**任务要求**:
请修改以下所有条目：把其中的“Drop a point”一律换成“Mark a point”，其余内容原样保留，并重新给出全部行。

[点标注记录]

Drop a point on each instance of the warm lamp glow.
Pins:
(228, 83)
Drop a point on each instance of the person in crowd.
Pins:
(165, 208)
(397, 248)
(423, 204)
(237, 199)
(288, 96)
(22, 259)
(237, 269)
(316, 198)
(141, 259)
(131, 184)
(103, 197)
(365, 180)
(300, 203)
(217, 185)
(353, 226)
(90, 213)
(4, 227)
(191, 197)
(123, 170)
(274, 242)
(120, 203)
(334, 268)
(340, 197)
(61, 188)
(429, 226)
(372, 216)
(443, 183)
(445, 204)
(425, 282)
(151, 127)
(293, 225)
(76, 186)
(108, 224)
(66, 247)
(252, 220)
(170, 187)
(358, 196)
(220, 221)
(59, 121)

**完整回答**:
Mark a point on each instance of the warm lamp glow.
Pins:
(228, 83)
Mark a point on each instance of the person in crowd.
Pins:
(165, 208)
(397, 248)
(423, 204)
(237, 199)
(288, 96)
(22, 259)
(237, 269)
(316, 198)
(141, 259)
(131, 184)
(103, 197)
(365, 180)
(300, 203)
(217, 185)
(353, 226)
(90, 213)
(4, 227)
(191, 197)
(123, 170)
(274, 242)
(120, 203)
(334, 268)
(340, 197)
(61, 188)
(429, 226)
(372, 216)
(443, 183)
(445, 204)
(425, 282)
(151, 127)
(293, 225)
(76, 186)
(108, 224)
(66, 247)
(252, 220)
(170, 187)
(358, 196)
(220, 221)
(59, 121)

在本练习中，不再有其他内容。